▶ _DESCRIPTION OF THE TASK_
Reproduce every row below word for word, without changing anything.
Begin THE RECORDS
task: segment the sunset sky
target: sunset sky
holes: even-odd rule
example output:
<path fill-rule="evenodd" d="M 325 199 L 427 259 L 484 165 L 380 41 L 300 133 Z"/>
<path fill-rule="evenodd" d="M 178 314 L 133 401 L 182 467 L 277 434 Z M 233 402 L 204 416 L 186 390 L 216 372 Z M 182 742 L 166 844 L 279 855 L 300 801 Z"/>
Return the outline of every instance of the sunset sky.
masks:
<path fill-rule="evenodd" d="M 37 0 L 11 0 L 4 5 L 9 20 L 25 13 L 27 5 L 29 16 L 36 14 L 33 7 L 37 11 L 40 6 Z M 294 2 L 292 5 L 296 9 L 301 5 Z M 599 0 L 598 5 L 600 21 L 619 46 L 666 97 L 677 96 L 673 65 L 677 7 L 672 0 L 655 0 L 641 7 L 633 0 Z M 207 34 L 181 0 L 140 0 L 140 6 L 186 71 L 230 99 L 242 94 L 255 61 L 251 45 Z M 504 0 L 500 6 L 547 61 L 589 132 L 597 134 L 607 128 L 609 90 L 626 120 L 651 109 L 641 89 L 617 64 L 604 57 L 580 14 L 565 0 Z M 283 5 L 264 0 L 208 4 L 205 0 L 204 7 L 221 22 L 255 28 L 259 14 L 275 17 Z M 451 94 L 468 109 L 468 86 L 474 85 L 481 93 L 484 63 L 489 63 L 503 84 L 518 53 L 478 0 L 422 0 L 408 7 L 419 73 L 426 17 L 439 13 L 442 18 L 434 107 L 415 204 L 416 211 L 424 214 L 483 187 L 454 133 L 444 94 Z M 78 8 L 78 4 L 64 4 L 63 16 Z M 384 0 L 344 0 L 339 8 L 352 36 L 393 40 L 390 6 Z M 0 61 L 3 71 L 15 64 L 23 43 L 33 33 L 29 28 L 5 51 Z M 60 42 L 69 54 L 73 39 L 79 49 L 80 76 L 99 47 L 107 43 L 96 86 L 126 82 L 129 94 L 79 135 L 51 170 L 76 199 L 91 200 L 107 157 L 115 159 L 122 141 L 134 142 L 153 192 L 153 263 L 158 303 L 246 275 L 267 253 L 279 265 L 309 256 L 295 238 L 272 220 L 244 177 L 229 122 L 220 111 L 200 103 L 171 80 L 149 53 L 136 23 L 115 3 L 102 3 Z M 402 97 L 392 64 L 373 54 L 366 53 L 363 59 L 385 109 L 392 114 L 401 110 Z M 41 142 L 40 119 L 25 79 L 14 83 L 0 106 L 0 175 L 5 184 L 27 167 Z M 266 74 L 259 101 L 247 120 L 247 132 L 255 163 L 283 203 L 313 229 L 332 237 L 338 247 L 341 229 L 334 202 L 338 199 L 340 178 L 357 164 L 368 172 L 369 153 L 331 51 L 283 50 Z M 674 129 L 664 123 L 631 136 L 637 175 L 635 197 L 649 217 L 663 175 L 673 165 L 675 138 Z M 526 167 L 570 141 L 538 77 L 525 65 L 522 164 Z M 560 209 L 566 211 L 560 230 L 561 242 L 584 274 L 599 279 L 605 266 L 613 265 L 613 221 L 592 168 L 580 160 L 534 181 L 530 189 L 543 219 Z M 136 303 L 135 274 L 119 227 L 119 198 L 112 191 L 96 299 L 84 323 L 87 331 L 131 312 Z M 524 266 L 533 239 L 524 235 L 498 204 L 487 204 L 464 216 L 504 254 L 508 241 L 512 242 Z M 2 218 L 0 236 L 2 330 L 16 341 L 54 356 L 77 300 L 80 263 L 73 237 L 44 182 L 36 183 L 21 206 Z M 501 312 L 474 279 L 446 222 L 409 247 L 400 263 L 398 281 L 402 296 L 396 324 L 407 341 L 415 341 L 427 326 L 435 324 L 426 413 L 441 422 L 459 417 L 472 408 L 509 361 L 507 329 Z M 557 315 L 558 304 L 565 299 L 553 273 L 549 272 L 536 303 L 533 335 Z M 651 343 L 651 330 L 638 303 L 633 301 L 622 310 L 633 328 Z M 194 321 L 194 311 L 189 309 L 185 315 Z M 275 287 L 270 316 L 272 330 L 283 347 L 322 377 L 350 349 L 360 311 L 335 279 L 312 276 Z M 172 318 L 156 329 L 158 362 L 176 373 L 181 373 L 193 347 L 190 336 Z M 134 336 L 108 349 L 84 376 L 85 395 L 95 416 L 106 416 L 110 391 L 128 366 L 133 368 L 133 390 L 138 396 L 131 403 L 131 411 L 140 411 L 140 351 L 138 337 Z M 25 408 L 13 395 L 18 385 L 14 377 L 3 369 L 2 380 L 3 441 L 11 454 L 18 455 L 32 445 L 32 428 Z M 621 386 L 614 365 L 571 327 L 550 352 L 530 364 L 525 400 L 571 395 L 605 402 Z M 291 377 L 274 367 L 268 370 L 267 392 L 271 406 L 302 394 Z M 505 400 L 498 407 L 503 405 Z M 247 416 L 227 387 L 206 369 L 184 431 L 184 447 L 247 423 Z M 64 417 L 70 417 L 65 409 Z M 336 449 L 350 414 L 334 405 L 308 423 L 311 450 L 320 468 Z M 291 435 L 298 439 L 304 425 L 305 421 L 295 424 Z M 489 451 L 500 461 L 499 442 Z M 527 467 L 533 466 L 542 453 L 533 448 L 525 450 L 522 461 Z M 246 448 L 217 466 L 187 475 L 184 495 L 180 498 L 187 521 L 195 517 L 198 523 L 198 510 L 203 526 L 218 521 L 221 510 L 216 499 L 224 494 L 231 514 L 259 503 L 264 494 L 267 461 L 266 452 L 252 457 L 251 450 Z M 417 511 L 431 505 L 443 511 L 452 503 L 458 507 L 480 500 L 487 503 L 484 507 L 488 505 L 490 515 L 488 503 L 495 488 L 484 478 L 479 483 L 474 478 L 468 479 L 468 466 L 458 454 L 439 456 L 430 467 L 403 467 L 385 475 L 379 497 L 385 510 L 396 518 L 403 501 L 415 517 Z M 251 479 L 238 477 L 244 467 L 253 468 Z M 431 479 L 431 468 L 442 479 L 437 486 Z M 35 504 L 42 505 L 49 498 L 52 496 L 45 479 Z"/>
End THE RECORDS
▶ _RESPONSE_
task: segment the sunset sky
target: sunset sky
holes: even-odd rule
example output:
<path fill-rule="evenodd" d="M 325 199 L 427 259 L 484 165 L 380 41 L 300 133 Z"/>
<path fill-rule="evenodd" d="M 178 314 L 133 401 L 182 467 L 277 434 Z M 233 402 L 204 416 L 186 390 L 216 372 Z M 182 742 L 166 844 L 279 855 L 300 801 Z"/>
Return the outline of every instance of the sunset sky.
masks:
<path fill-rule="evenodd" d="M 37 0 L 11 0 L 4 5 L 9 20 L 25 13 L 27 5 L 29 16 L 36 14 L 33 7 L 37 11 L 40 6 Z M 294 2 L 292 5 L 296 9 L 301 5 Z M 599 0 L 598 5 L 600 21 L 619 46 L 666 97 L 677 96 L 673 65 L 677 7 L 672 0 L 655 0 L 641 7 L 633 0 Z M 207 34 L 181 0 L 140 0 L 140 6 L 186 71 L 230 99 L 242 94 L 255 61 L 251 45 Z M 504 0 L 500 6 L 547 61 L 589 132 L 597 134 L 607 128 L 609 90 L 626 120 L 651 109 L 641 89 L 617 64 L 604 57 L 580 14 L 565 0 Z M 283 5 L 264 0 L 208 4 L 205 0 L 204 7 L 221 22 L 255 28 L 259 14 L 275 17 Z M 451 94 L 468 109 L 468 86 L 474 85 L 481 93 L 484 63 L 489 63 L 503 84 L 518 53 L 478 0 L 422 0 L 408 7 L 419 73 L 426 17 L 439 13 L 442 18 L 434 107 L 415 204 L 416 211 L 424 214 L 483 187 L 454 133 L 444 94 Z M 78 8 L 78 4 L 64 4 L 63 16 Z M 384 0 L 344 0 L 339 8 L 352 36 L 393 40 L 390 6 Z M 0 61 L 3 71 L 15 64 L 23 43 L 33 33 L 29 28 L 5 51 Z M 60 42 L 69 54 L 73 39 L 79 49 L 80 76 L 99 47 L 107 43 L 96 86 L 126 82 L 129 94 L 79 135 L 51 170 L 76 199 L 91 200 L 107 157 L 115 159 L 122 141 L 134 142 L 153 192 L 153 263 L 158 303 L 246 275 L 267 253 L 279 265 L 309 256 L 295 238 L 272 220 L 244 177 L 229 122 L 220 111 L 200 103 L 171 80 L 149 53 L 136 23 L 115 3 L 102 3 Z M 402 97 L 392 64 L 373 54 L 366 53 L 363 59 L 385 109 L 392 114 L 401 110 Z M 41 142 L 40 119 L 25 79 L 14 83 L 0 106 L 0 175 L 5 184 L 27 167 Z M 266 74 L 259 101 L 247 120 L 247 132 L 255 163 L 283 203 L 313 229 L 332 237 L 338 247 L 341 229 L 334 202 L 338 199 L 340 178 L 357 164 L 368 172 L 369 153 L 331 51 L 283 50 Z M 674 129 L 664 123 L 631 136 L 637 175 L 635 197 L 649 217 L 663 175 L 673 165 L 675 138 Z M 526 167 L 570 141 L 538 77 L 525 65 L 522 164 Z M 560 209 L 566 211 L 560 230 L 561 242 L 584 274 L 599 279 L 605 266 L 613 265 L 613 221 L 592 168 L 580 160 L 534 181 L 530 189 L 543 219 Z M 136 303 L 135 274 L 119 227 L 119 198 L 112 191 L 96 299 L 84 323 L 87 331 L 131 312 Z M 524 266 L 533 239 L 524 235 L 498 204 L 487 204 L 464 216 L 504 254 L 508 241 L 512 242 Z M 2 218 L 0 236 L 2 330 L 16 341 L 54 356 L 77 300 L 80 263 L 73 237 L 44 182 L 36 183 L 21 206 Z M 501 312 L 474 279 L 446 222 L 409 247 L 400 263 L 398 281 L 402 296 L 396 324 L 407 341 L 415 341 L 427 326 L 435 324 L 426 413 L 441 422 L 459 417 L 472 408 L 509 361 L 507 329 Z M 557 315 L 558 304 L 565 299 L 553 273 L 549 272 L 536 303 L 533 335 Z M 651 343 L 651 330 L 638 303 L 633 301 L 622 310 L 633 328 Z M 194 321 L 194 311 L 189 309 L 185 315 Z M 275 287 L 270 316 L 272 330 L 283 347 L 322 377 L 350 349 L 360 311 L 335 279 L 312 276 Z M 172 318 L 156 329 L 158 362 L 176 373 L 181 373 L 193 347 L 190 336 Z M 134 336 L 108 349 L 84 376 L 85 395 L 95 416 L 106 416 L 110 391 L 128 366 L 133 368 L 133 390 L 138 396 L 131 403 L 131 411 L 140 411 L 140 351 L 138 337 Z M 25 408 L 13 395 L 18 385 L 14 377 L 3 369 L 2 380 L 3 441 L 11 454 L 18 455 L 32 445 L 32 428 Z M 621 386 L 614 365 L 571 327 L 550 352 L 530 364 L 525 400 L 571 395 L 605 402 Z M 291 377 L 274 367 L 268 370 L 267 392 L 271 406 L 302 394 Z M 505 400 L 498 407 L 503 405 Z M 247 416 L 227 387 L 206 369 L 184 431 L 184 447 L 247 423 Z M 64 417 L 70 417 L 65 409 Z M 336 449 L 350 414 L 334 405 L 308 423 L 311 450 L 320 468 Z M 291 435 L 298 439 L 304 425 L 305 421 L 295 424 Z M 489 451 L 500 461 L 499 442 Z M 527 467 L 533 466 L 542 453 L 533 448 L 525 450 L 522 461 Z M 246 448 L 217 466 L 187 475 L 184 495 L 180 498 L 187 521 L 195 517 L 198 523 L 198 510 L 203 526 L 218 521 L 221 510 L 216 499 L 224 494 L 231 514 L 259 503 L 264 494 L 267 461 L 266 452 L 252 457 L 251 450 Z M 417 511 L 431 505 L 443 511 L 452 503 L 458 507 L 480 500 L 487 503 L 484 507 L 488 505 L 490 515 L 488 503 L 495 488 L 484 478 L 479 483 L 474 478 L 468 479 L 468 466 L 458 454 L 439 456 L 430 467 L 403 467 L 385 475 L 379 497 L 385 510 L 396 518 L 403 501 L 415 517 Z M 251 479 L 238 477 L 244 467 L 253 468 Z M 431 479 L 431 468 L 442 479 L 437 486 Z M 35 504 L 42 505 L 49 498 L 52 496 L 45 479 Z"/>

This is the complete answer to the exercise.